WHAT YOU NEED TO DO ▸ Write out the lines of the records from the one containing "the black fur." to the very last, keeping each exactly as it is.

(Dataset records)
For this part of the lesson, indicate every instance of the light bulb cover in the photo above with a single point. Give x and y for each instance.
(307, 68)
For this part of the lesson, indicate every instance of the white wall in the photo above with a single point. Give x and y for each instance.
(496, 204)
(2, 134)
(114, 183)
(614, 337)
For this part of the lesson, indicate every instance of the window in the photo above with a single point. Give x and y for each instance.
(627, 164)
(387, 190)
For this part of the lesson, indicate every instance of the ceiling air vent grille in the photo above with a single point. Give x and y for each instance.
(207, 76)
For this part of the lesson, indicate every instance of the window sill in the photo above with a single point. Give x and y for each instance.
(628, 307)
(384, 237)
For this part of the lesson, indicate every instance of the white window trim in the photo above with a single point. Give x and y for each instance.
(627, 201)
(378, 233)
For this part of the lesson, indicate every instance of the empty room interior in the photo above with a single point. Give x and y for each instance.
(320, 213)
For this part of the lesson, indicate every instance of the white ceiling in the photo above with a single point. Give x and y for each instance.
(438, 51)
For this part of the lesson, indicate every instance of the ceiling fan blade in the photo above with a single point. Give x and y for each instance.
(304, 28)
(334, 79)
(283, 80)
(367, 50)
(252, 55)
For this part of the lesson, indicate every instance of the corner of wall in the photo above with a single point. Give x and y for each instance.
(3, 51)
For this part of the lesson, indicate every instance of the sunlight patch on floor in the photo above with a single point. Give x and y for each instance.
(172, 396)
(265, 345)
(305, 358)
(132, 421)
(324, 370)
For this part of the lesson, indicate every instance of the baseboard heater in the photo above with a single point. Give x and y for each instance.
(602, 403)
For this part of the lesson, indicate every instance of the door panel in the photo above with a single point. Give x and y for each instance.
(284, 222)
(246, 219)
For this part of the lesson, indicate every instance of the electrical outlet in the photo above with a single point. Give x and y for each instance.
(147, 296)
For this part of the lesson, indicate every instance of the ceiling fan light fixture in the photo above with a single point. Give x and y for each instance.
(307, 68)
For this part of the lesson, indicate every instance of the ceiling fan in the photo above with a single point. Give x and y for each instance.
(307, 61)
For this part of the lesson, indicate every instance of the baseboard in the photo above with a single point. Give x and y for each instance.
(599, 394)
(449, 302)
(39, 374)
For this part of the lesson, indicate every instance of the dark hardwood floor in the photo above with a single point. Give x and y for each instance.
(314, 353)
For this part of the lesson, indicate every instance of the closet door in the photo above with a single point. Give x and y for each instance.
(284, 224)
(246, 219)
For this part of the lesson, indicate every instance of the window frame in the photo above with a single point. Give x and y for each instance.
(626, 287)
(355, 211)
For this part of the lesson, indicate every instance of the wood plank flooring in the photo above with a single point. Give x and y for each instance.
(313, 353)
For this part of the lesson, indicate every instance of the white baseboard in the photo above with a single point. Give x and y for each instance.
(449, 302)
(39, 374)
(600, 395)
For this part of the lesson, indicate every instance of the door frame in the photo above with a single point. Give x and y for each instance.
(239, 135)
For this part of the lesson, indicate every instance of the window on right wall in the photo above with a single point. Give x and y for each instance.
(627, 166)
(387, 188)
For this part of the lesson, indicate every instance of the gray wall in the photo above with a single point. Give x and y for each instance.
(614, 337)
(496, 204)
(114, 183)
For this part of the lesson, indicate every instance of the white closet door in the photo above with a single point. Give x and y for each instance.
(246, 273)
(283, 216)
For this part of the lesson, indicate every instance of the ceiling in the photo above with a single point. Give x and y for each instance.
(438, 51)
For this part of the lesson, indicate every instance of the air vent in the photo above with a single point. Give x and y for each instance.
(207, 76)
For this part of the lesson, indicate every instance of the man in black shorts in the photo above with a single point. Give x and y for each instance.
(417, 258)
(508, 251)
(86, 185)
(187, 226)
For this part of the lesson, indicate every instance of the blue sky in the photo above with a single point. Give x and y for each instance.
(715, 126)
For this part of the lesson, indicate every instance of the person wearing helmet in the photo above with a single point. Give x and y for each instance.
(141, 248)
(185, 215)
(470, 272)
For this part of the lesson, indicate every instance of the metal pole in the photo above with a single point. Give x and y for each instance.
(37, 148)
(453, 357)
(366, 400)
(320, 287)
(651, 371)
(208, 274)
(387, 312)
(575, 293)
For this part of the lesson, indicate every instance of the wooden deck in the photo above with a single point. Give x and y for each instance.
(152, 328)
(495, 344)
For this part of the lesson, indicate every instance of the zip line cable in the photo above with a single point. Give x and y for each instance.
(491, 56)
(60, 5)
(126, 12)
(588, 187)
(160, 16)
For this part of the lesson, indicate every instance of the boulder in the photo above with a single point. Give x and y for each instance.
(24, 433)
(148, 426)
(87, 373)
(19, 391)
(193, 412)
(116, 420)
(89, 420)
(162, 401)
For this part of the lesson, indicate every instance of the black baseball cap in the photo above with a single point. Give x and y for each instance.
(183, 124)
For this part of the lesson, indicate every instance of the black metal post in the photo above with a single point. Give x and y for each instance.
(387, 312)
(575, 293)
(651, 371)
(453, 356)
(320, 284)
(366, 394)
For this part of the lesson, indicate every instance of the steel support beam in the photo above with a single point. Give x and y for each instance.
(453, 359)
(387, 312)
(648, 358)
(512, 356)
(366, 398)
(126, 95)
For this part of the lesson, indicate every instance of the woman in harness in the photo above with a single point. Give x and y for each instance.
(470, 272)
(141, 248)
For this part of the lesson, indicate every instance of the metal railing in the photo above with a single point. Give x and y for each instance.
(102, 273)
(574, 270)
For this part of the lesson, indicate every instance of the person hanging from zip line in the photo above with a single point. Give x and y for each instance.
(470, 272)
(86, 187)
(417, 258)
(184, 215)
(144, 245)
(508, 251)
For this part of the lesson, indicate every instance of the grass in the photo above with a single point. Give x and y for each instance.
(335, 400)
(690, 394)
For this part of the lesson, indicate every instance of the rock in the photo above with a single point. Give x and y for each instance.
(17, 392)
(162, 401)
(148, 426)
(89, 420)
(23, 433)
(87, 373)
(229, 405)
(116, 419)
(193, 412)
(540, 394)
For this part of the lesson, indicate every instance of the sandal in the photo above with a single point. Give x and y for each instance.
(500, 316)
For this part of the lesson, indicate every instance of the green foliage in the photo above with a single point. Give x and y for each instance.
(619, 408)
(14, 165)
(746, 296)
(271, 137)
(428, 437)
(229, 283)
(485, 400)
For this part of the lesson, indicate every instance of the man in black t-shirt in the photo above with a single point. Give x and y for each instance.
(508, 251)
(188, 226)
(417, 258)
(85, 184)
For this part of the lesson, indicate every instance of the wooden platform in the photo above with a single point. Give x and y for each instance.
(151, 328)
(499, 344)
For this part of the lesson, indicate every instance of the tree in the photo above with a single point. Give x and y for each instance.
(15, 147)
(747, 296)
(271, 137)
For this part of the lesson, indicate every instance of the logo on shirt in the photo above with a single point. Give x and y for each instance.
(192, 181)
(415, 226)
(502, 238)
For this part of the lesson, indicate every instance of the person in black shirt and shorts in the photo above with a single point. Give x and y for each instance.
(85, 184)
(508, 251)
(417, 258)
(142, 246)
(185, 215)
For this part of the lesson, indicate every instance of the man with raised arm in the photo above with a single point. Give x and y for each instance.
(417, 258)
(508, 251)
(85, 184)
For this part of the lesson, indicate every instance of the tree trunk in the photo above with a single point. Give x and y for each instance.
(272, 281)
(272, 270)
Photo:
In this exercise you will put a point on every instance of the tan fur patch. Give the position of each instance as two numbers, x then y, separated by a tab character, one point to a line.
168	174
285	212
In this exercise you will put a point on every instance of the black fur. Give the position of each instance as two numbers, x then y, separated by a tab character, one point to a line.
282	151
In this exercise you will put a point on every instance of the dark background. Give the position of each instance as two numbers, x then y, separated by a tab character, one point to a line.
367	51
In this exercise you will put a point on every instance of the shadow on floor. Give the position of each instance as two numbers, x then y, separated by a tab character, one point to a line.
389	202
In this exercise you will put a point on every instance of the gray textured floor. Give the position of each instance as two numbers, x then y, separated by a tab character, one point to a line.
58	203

REPLY ▸
In this exercise you will put a point on every instance of the black fur. Give the position of each instance as two numbers, x then y, separated by a tab character, one point to a line.
282	151
In this exercise you will put a point on every instance of the dark background. Give the position of each instance as two numbers, x then y, separated by a tab character, one point to a line.
367	51
In this exercise you will put a point on every instance of the shadow on floor. Give the position of each instance as two numbers, x then y, separated by a tab character, one point to a line.
389	202
In this exercise you will put a point on every instance of the gray textured floor. Give the position of each instance as two numbers, x then y, separated by a tab character, one point to a line.
58	203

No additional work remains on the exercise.